BRIEF :: Transcribe exactly the line containing "of the distant" and every line after it, through the end of the records below.

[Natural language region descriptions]
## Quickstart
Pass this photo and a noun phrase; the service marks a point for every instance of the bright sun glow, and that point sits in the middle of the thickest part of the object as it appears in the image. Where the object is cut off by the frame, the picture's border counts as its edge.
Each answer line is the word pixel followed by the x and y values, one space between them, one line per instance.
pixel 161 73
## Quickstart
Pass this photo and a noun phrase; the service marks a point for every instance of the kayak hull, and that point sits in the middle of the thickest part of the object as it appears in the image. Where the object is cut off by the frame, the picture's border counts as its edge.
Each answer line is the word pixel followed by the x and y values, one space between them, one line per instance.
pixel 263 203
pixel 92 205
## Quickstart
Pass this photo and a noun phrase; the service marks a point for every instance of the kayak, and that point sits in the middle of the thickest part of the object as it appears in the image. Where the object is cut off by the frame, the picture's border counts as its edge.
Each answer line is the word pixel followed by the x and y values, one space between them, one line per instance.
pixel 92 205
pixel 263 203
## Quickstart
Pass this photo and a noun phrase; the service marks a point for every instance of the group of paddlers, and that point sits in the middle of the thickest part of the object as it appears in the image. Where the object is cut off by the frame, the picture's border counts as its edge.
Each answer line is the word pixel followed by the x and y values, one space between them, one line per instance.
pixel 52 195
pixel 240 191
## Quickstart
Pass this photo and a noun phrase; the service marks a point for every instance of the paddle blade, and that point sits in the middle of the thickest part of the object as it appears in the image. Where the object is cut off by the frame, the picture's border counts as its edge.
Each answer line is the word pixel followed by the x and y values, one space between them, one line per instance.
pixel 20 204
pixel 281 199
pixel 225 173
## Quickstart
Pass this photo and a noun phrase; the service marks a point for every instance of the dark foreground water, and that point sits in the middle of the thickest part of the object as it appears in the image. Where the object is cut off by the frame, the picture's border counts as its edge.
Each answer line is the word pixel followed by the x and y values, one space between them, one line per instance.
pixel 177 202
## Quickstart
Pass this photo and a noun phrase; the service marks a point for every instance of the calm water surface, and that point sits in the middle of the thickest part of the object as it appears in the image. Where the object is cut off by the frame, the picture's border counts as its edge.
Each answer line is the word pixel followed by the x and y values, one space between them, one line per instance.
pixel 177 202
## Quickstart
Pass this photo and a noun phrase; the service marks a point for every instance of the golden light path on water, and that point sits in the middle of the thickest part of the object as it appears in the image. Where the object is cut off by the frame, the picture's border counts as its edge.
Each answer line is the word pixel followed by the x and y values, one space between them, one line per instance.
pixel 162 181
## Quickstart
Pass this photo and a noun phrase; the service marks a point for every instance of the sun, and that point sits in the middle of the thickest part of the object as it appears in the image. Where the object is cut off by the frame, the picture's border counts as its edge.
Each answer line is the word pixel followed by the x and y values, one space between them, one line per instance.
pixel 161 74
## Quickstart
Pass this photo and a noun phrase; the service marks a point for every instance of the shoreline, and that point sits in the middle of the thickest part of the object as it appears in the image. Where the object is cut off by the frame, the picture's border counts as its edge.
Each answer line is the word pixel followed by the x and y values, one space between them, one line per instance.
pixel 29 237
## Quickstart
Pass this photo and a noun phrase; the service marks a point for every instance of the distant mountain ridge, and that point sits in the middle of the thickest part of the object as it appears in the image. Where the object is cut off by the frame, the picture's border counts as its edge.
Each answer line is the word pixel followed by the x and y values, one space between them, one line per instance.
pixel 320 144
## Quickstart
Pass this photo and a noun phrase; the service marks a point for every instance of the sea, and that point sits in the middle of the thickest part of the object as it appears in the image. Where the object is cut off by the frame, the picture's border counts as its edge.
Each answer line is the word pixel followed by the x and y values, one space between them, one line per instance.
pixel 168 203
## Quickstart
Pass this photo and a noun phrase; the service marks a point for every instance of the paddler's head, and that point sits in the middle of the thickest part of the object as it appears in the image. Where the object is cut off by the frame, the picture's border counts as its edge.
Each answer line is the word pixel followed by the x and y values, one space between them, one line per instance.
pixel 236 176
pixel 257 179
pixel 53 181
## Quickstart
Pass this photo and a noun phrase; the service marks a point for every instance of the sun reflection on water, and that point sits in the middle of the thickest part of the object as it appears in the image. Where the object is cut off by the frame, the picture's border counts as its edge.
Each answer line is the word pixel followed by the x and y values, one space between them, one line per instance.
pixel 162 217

EXERCISE RESULT ::
Pass this photo and a noun phrase; the service marks a point for every instance of the distant mountain ridge, and that point sits in the middle of the thickest part of the object as it appears in the image. Where the object is cut off by the frame, the picture's border counts as its edge.
Each answer line is the word pixel followed by the x and y values, one space between them, one line per instance.
pixel 320 144
## Quickstart
Pass this photo and a noun phrase; the service marks a point for every instance of the sea, and that point sits in the middle of the thickest part of the object as it appears in the image. Where the object is cut off by the frame, the picture's border counts as its edge.
Each answer line is the word pixel followed by the x and y values, one space between them, one line per instance.
pixel 168 203
## Quickstart
Pass this photo and a noun phrase; the service marks a point for every instance of the paddler's head, and that point sits in the middle of the thickest part of the object as it appears in the image. Where the object is cut off by the frame, the picture's border counts as its edge.
Each answer line is the word pixel followed by the x and y values, one space between them, one line per instance.
pixel 236 176
pixel 257 179
pixel 53 181
## Quickstart
Pass this photo and a noun phrase; the service marks a point for every instance of the sun reflection on water, and that point sits in the middle of the thickest part of the object as it appears in the image. Where the object is cut off by the frame, the picture's border counts as its edge.
Each answer line is the word pixel followed by the x and y values, one space between them, one line per instance.
pixel 162 217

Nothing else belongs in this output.